小任务: 把下面所有条目一字不差地重新打一遍，图片不要放进答案里。

提取数据:

***

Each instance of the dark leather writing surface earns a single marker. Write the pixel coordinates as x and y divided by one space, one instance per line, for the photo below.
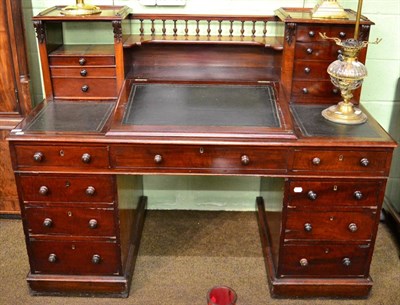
202 105
72 117
313 124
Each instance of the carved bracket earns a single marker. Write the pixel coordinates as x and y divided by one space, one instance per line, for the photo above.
290 30
117 26
40 30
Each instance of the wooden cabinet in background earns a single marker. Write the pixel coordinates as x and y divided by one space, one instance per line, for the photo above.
15 99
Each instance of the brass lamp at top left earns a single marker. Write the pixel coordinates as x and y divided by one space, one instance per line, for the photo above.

***

练习结果:
Each instance of the dark leather writing surface earns a single marker. Write the pixel coordinates as x and y divided by one space, one instance per line, for the photo below.
202 105
72 117
313 124
Each instance of the carved bracket earns a single marker. Write the pixel coordinates as x and y divided by one space, one instance per line, for the photo above.
290 30
117 26
40 30
Each instance of the wooden cabinet in background earns a single marker. Write the pixel coordinates as x and y divided by one space, one instance per line, for the photo above.
15 99
Each instance of the brass lamp at top left earns a single marker. Write the pixel coordinates as x and y divided by one space, one instance per line, for the photo above.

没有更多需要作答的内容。